■ YOUR TASK
Edit the items starting at the line that has "Mark the beige cardigan" and continuing through the last item, replacing every "sneaker" with "shoe" and leaving all other text unchanged. Give back only those lines.
★ ★ ★
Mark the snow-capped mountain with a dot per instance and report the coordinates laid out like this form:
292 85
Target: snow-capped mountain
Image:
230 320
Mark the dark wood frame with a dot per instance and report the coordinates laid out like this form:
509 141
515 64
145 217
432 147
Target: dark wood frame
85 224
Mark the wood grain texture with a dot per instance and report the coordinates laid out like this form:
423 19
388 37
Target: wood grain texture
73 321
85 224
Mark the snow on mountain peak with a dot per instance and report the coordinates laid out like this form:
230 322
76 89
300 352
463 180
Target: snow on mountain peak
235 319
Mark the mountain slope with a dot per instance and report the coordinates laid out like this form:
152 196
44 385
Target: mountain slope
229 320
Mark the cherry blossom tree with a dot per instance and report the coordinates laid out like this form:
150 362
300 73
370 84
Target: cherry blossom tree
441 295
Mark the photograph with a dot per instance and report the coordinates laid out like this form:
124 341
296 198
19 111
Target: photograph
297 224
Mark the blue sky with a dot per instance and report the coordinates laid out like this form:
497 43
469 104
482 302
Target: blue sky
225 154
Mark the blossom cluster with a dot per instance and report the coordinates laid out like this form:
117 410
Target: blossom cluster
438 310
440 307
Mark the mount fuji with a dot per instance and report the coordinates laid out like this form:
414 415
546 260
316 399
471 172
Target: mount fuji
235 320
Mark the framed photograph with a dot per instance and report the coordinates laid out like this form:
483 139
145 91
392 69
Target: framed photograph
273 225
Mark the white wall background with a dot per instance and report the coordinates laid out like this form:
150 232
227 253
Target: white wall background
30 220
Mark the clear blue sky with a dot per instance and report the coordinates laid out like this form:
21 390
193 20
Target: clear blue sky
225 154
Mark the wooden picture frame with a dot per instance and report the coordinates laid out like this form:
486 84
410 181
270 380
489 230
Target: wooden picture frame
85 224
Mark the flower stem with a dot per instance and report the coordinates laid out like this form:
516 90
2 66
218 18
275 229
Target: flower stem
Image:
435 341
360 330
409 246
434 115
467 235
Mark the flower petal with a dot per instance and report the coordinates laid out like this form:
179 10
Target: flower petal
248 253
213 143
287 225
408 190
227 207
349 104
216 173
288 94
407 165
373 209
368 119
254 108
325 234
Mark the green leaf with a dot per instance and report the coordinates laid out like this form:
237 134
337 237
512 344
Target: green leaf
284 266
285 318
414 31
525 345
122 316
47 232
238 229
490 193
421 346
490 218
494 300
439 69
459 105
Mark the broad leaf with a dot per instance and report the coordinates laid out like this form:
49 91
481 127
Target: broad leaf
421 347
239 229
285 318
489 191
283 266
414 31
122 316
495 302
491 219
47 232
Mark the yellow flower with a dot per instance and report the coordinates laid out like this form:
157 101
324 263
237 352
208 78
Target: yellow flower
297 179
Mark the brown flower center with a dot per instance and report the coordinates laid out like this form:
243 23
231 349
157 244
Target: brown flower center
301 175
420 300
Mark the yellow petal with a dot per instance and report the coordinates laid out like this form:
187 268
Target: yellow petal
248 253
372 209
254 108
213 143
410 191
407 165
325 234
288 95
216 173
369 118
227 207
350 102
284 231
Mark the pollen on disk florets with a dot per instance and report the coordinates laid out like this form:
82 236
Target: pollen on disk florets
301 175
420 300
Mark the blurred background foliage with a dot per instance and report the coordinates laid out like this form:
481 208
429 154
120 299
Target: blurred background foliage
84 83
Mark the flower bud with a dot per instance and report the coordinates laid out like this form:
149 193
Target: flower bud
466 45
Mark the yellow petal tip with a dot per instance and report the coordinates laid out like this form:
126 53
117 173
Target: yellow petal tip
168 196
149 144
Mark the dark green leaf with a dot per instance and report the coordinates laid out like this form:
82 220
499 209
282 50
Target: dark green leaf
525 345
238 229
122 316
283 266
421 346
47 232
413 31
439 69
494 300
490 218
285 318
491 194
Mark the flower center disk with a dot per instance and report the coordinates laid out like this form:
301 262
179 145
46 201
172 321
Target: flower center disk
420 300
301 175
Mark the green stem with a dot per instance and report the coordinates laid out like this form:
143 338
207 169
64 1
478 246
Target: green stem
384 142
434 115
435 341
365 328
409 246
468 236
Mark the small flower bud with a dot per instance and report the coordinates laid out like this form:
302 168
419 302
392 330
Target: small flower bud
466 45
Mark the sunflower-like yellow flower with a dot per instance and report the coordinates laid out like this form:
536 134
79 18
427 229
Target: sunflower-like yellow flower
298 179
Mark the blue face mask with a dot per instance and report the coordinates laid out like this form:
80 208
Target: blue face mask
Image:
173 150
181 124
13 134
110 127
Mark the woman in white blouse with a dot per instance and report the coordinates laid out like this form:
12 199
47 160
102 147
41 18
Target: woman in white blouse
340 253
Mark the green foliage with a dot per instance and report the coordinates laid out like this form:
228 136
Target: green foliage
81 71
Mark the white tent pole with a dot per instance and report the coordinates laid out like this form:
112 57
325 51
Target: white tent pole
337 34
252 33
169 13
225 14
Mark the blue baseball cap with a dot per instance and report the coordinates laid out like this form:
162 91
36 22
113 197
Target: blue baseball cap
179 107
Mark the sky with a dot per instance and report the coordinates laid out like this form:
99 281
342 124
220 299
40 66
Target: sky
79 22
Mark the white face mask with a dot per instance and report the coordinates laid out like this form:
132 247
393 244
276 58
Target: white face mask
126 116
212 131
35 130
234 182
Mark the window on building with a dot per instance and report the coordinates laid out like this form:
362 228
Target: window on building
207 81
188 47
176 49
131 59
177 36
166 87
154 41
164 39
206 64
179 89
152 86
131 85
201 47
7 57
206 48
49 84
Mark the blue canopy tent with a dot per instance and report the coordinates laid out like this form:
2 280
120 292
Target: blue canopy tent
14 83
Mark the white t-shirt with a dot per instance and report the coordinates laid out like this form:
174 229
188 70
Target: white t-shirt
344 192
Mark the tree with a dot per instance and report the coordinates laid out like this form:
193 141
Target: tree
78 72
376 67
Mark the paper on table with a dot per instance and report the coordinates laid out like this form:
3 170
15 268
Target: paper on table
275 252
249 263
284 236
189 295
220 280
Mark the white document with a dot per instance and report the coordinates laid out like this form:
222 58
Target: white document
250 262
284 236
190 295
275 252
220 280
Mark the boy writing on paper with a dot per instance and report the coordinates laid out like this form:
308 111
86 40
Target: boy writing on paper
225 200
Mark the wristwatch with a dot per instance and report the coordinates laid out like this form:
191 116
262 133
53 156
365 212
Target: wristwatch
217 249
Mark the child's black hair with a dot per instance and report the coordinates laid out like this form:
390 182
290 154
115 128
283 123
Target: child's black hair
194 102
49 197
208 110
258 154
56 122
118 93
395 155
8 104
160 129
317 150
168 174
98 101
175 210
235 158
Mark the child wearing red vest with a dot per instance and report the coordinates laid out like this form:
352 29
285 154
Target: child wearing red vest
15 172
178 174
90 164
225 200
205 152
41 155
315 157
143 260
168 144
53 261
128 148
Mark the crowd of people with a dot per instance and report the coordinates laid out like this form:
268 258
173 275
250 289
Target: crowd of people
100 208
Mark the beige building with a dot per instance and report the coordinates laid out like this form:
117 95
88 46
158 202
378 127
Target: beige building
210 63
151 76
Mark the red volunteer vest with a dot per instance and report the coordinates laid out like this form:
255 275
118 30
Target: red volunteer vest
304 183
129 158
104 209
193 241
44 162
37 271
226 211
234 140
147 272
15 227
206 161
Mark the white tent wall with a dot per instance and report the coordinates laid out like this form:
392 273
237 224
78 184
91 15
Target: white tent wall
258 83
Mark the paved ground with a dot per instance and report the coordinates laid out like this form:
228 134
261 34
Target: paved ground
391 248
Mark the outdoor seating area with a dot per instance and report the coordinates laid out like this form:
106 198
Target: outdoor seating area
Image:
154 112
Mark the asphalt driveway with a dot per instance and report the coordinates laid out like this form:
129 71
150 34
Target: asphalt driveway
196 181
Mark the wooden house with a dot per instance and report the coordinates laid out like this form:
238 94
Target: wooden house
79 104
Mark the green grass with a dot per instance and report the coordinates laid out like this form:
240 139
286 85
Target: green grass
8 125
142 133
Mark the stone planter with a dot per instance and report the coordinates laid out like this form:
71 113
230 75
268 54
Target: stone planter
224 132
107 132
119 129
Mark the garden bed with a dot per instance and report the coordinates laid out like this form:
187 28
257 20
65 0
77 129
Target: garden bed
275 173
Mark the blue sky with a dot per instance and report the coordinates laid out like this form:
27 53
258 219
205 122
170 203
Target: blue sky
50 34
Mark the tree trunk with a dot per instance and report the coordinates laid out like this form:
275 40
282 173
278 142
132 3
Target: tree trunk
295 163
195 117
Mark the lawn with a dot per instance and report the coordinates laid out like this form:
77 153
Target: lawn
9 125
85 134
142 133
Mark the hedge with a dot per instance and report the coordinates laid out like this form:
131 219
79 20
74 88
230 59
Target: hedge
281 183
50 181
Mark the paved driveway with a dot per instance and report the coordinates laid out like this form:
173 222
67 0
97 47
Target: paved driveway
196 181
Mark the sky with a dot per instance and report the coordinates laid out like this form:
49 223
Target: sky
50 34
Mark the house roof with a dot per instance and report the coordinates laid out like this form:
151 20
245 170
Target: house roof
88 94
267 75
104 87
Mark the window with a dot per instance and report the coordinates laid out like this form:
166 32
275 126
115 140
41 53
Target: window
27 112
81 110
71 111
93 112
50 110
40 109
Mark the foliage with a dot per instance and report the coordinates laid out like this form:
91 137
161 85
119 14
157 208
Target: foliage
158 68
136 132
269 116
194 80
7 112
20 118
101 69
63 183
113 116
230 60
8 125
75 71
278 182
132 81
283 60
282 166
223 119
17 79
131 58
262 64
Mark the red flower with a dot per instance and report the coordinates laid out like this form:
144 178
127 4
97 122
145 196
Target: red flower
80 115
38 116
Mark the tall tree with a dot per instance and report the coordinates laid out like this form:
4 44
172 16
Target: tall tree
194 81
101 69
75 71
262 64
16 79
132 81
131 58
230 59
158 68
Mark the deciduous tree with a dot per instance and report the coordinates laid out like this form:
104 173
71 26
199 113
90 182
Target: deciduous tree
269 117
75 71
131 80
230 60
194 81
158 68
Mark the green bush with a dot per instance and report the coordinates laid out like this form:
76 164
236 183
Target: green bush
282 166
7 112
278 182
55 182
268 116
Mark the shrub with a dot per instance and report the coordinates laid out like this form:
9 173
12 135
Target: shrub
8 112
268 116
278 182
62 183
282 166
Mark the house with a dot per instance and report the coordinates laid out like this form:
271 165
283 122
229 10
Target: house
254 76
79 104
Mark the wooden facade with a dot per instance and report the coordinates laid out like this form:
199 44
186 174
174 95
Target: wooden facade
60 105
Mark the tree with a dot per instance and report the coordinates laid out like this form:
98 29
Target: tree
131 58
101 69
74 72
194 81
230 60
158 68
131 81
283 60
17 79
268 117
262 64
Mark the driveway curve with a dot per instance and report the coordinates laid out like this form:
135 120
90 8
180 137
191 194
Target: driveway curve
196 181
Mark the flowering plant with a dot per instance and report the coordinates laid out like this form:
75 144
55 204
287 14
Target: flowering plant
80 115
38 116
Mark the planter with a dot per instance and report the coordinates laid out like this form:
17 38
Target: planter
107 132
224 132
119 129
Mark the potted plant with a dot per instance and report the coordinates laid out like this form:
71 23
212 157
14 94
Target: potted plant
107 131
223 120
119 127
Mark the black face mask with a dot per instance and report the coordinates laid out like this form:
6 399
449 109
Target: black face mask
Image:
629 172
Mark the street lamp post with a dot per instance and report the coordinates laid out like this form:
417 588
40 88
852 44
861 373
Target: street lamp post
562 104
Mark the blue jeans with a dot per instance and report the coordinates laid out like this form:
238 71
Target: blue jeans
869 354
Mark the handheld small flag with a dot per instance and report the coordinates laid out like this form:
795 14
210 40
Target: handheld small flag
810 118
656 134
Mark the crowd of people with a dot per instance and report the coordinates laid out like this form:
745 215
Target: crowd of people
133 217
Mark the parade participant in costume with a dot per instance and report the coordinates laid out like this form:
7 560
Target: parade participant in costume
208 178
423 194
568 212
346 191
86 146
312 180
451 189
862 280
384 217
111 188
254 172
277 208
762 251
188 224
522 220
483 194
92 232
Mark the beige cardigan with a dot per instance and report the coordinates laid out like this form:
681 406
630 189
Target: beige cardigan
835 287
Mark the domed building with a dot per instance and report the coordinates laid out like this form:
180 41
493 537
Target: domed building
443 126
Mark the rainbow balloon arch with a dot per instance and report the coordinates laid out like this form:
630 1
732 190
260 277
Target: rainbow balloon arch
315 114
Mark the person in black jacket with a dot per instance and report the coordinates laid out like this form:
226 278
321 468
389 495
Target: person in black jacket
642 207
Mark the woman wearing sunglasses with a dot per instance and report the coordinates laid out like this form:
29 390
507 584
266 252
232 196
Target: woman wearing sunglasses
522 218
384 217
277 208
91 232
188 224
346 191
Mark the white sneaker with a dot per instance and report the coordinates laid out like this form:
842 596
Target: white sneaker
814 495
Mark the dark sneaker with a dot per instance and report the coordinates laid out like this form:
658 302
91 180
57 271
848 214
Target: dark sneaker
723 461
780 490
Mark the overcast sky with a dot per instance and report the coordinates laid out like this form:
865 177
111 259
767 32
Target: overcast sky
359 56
★ ★ ★
■ FULL RESPONSE
Mark the beige cardigan with a dot per instance and report the coordinates laid out like this form:
681 406
630 189
Target: beige cardigan
835 287
Mark the domed building with a dot per instance and report the coordinates laid out like this form:
180 41
493 537
Target: domed building
443 126
Mark the rainbow balloon arch with a dot per instance and report the coordinates laid out like this form:
630 1
732 190
260 277
Target: rainbow balloon arch
315 114
Mark the person in black jacket with a dot per instance and report the coordinates laid out like this form:
226 278
321 468
389 495
Target: person in black jacket
642 207
Mark the woman wearing sunglasses with a dot per instance and report the coordinates laid out like this form:
29 390
507 584
266 252
232 196
Target: woman wearing sunglasses
522 218
384 217
277 208
91 232
188 224
346 191
Mark the white shoe with a dot per instance and report the coordinates laid out like this form:
842 596
Target: white shoe
814 495
Mark the dark shoe with a dot per instance and report the coordinates laid out like this form:
658 302
91 180
57 271
848 214
Target: dark shoe
723 461
780 490
Mark the overcast sky with a dot per instance and report the coordinates laid out like this form:
865 177
111 259
767 32
Target: overcast sky
359 56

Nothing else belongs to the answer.